BEGIN Document segment
JTF-GTMO: Exclusionary Rules
by Graydon Gordian
I was in line at the jerk chicken joint with a few reporters and the gaggle of human rights attorneys that had come down for the hearings. The night was hot but soft. There weren’t that many bugs considering the humidity. We were having a casual conversation, about what exactly I don’t remember, when one of the attorney’s eyes widened.
I turned to see her embrace a slender Asian woman, early 30-something, who was accompanied by a pair of lanky, benign-looking fellows. The interaction seemed harmless enough but, secretly, it was terribly awkward. I should have expected as much. What kind of person do you happen to run into in Guantanamo Bay?
As it turns out, you run into someone that you had a falling out with because you suspected that, when she joined the FBI, she became a member of a “clean team.” Clean teams are the interrogation units that attempt to “legally” procure incriminating statements from suspected terrorists after they’ve been tortured.
In American jurisprudence, we have a concept referred to as “fruit of the poisonous tree.” Although the concept can apply to a variety of situations, in this instance it means that, once someone is tortured, any statements he or she provide exist in the shadows of that experience. Even if they repeat themselves in a non-coercive atmosphere, the torture has presumably so deeply affected their reliability that even those remarks can be rendered inadmissible in court.
This concept originated some centuries ago, grew as a force of law in American courts from the 1920s to the 1960s and now plagues intelligence gatherers such as, perhaps, the attorney’s once-close friend. It is also the crucible in which Omar Khadr’s freedom is held.
Khadr is the first person to be prosecuted under the military commissions since Obama took office. He was born in Canada. He was fifteen when captured on an Afghan battlefield, and he claims to have been tortured repeatedly during his eight years in U.S. custody. The case is a nightmare for the Obama administration. Why they are choosing to pursue Khadr’s conviction at all, much less first, is a question for which I have no answer.
END Document segment
BEGIN Record set
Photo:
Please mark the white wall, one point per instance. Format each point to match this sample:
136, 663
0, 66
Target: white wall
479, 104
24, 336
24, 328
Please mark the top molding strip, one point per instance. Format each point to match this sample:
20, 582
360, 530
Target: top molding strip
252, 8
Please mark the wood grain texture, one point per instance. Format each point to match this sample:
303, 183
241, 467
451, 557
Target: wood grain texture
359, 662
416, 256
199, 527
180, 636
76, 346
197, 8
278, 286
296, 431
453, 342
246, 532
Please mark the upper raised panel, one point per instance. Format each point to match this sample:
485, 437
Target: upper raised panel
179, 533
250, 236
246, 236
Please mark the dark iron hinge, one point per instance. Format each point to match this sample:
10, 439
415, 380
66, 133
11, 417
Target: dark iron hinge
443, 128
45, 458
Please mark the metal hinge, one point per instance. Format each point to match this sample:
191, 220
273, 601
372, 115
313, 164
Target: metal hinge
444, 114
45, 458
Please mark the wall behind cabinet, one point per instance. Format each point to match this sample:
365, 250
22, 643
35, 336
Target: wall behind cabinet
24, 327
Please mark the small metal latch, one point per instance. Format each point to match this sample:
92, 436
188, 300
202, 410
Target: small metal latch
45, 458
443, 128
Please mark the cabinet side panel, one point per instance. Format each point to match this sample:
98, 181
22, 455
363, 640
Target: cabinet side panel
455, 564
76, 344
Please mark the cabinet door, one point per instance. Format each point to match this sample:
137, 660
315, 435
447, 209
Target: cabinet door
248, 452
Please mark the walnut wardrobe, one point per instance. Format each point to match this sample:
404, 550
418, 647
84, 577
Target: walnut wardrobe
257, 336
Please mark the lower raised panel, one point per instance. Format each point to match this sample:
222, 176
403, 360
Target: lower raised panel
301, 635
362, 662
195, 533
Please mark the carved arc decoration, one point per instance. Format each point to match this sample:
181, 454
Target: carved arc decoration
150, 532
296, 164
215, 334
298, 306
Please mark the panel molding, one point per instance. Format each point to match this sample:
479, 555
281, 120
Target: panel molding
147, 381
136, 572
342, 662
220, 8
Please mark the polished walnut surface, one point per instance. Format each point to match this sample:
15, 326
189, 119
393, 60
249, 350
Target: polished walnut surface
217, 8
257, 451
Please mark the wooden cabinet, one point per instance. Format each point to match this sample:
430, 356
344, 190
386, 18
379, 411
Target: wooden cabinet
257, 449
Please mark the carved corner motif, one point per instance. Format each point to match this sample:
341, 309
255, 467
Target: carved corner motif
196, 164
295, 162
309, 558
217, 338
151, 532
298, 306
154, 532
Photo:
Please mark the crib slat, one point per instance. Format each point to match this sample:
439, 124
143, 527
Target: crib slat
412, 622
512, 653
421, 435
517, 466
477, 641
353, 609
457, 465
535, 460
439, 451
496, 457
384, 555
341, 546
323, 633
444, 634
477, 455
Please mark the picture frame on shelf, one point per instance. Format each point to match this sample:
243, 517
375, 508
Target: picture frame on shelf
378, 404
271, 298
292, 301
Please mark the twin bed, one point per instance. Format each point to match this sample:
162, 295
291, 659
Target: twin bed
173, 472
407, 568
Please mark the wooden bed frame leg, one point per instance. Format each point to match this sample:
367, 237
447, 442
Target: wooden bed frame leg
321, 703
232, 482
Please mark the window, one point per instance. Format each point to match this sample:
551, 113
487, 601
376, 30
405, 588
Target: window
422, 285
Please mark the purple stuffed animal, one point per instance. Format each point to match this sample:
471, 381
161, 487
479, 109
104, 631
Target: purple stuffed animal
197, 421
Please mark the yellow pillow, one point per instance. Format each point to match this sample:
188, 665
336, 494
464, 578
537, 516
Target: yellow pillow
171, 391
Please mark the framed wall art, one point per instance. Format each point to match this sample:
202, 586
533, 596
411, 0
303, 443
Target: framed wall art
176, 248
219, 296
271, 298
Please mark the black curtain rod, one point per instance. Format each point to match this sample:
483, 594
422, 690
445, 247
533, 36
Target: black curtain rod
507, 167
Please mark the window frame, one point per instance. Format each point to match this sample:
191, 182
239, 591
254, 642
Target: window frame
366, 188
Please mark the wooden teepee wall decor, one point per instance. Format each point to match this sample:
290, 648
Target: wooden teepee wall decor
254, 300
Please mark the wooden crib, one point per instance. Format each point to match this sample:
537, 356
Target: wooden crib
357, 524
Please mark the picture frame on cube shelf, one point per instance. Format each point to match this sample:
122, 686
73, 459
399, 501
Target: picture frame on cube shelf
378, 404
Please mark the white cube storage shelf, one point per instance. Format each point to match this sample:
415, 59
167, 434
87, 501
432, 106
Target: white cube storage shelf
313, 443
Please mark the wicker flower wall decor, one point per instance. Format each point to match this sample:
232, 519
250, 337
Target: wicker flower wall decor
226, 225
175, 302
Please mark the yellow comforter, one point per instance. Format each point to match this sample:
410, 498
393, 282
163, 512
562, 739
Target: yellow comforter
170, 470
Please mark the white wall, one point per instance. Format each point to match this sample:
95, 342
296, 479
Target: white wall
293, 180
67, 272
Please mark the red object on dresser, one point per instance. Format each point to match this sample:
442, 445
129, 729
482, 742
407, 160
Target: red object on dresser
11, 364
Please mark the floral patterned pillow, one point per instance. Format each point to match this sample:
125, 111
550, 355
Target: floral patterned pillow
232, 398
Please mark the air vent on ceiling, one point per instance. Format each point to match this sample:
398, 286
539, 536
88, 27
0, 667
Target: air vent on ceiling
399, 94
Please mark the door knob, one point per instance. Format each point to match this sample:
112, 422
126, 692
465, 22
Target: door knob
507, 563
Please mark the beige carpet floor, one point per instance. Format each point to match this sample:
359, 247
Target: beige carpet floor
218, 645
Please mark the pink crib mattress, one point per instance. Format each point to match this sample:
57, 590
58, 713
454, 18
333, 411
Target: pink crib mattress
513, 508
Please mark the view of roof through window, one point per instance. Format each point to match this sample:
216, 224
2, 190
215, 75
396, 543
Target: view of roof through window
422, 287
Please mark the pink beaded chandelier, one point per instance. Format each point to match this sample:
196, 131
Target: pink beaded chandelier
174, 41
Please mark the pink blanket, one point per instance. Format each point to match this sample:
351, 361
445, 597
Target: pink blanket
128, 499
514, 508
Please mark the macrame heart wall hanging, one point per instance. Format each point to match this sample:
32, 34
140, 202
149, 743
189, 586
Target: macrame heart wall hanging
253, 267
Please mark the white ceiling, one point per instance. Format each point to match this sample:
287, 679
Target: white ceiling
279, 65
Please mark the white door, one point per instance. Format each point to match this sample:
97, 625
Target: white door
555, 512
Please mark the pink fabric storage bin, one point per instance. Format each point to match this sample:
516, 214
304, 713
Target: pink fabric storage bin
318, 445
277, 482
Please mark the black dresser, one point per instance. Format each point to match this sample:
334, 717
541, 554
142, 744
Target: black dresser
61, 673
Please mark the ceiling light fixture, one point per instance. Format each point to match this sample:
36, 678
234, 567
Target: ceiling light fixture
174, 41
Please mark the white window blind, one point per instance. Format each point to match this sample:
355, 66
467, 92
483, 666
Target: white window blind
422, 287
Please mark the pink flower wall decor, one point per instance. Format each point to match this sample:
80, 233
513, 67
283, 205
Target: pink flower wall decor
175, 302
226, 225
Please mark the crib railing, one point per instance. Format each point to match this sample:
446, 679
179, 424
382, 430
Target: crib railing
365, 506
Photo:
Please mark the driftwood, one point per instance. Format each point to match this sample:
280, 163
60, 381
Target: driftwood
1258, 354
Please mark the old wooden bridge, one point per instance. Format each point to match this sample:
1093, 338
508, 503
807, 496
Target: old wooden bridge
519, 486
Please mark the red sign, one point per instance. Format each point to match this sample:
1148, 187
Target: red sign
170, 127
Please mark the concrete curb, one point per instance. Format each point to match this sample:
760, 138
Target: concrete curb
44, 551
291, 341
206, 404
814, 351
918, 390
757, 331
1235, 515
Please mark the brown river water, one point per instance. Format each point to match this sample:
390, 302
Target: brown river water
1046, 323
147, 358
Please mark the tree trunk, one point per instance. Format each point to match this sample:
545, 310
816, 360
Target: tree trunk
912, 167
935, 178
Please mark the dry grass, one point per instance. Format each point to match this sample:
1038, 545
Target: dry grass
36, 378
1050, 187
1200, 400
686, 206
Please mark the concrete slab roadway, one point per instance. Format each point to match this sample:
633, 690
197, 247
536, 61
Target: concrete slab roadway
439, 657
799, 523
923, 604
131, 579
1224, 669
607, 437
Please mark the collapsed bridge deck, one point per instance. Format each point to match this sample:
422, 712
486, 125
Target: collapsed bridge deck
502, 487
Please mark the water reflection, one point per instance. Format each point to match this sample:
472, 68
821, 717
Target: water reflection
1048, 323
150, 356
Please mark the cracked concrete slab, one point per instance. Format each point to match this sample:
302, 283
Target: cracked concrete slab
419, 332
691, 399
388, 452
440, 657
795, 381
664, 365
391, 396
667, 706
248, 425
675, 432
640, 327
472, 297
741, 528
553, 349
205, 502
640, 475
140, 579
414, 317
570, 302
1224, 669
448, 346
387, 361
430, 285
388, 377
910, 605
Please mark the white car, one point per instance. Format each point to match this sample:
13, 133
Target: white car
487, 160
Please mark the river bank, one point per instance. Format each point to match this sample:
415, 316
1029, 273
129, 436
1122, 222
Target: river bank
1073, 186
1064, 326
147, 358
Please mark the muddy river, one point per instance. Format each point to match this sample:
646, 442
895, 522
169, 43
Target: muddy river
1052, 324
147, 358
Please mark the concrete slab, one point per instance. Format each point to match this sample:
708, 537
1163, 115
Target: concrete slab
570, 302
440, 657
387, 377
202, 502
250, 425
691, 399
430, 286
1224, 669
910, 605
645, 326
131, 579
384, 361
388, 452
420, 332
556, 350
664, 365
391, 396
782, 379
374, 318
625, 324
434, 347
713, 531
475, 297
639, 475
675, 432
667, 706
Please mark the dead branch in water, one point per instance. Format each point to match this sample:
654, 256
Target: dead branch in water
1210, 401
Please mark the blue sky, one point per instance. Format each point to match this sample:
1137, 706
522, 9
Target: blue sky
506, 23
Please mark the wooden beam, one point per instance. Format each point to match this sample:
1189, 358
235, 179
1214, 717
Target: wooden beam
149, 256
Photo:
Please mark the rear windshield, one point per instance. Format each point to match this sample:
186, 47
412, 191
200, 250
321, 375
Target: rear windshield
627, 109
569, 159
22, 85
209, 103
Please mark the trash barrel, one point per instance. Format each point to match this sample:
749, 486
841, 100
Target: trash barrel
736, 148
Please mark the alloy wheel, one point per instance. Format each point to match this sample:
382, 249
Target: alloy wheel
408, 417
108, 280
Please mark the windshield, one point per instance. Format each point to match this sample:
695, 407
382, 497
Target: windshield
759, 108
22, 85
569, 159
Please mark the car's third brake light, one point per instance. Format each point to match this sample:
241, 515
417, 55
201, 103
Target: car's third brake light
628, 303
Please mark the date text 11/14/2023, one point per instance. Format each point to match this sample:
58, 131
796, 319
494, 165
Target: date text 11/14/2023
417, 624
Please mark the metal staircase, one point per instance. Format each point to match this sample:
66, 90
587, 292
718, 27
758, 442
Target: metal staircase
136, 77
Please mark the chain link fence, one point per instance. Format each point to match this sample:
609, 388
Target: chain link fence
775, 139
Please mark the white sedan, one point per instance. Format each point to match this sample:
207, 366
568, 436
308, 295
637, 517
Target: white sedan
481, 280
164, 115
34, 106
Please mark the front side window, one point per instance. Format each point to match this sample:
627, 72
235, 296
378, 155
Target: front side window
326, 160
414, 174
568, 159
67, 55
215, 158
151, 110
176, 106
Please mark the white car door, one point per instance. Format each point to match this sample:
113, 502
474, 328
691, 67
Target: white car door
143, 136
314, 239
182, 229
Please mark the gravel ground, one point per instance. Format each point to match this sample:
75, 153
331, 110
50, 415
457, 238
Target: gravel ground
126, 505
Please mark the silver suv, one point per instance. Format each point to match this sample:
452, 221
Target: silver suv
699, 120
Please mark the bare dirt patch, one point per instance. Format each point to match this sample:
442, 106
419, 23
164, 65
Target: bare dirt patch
END Record set
◆ **Assigned task 1**
Answer these questions about the Guantanamo essay, please:
(a) What does the essay say clean teams attempt to do?
(b) Over which decades did "fruit of the poisonous tree" grow as a force of law in American courts?
(c) How old was Omar Khadr when he was captured?
◆ **Assigned task 2**
Resume the Guantanamo essay from the sentence that ends "is a question for which I have no answer."

◆ **Exercise result 1**
(a) They attempt to "legally" procure incriminating statements from suspected terrorists after those suspects have been tortured.
(b) From the 1920s to the 1960s.
(c) Fifteen.

◆ **Exercise result 2**
I had begun covering national security only a few weeks earlier, when I moved from Chicago to D.C. to finish up my masters in journalism. One morning I was making a few routine calls, familiarizing myself with the PR folk at assorted federal departments and congressional committees, when a DoD operator connected me to Major Tanya Bradsher. She is a business-minded DoD press representative who, as I found out, handles travel arrangements for members of the media headed to Guantanamo.
When she first answered the phone, I thought I was looking for Maj. Taylor Bradsher and obnoxiously assumed I was speaking with his secretary. Despite having made a complete ass of myself, Tanya asked if I’d like to join her when she took a group of journalists down to Guantanamo to cover Khadr’s pretrial hearings at the end of the month.
“Excuse me?”
After we hung up, I immediately emailed her to gauge just how empty of a gesture it was. Offering to fly a young reporter that she had never met down to Guantanamo seemed strange, or suspicious, but I sure wasn’t going to pass up the opportunity.
I asked my editor for some funding and my grandfather for a little advice. “Stay away from those Havana women or else you’ll have to play your prick like a pied piper to take a piss,” he said. I asked my professor, who’s been down there a few times, what to bring. He said to pack a swimsuit.
Armed with this counsel, I arrived at Andrews Air Force Base at 5 a.m. on Monday, April 26 with a stern look that probably didn’t suggest my gravity as a reporter. It more likely conveyed “I have no business being here.” But then again, I thought we were all serious journalists headed down there to take a hard look at the torture, indefinite detention and ramshackle commissions structure that has so acutely called into question the rule of law in the United States.
The first order of business: Carol Rosenberg, a reporter for The Miami Herald and the “dean” of the Guantanamo press corps, corralled us into one corner of the unexpectedly standard terminal (I had pictured an abandoned airplane hangar) where we all took part in a rousing rendition of “Happy Birthday” for the court sketch artist.
You may have heard Carol’s name recently. She, The Globe and Mail’s Paul Koring, the Toronto Star’s Michelle Shephard and Canwest News Service’s Steven Edwards would, on May 6, be banned from covering any future commission proceedings. Their offense? Publishing the real name of “Interrogator #1,” a court-order protected witness who had given an on the record interview to Shephad previously.
The rumor was that Tanya teared up a bit when she read them the letter from her superiors announcing the ban.
But that decision to ban the four reporters-who have probably spent more time in Guantanamo than the rest of the two dozen other reporters on the trip combined-was still weeks away. Their spirits were high.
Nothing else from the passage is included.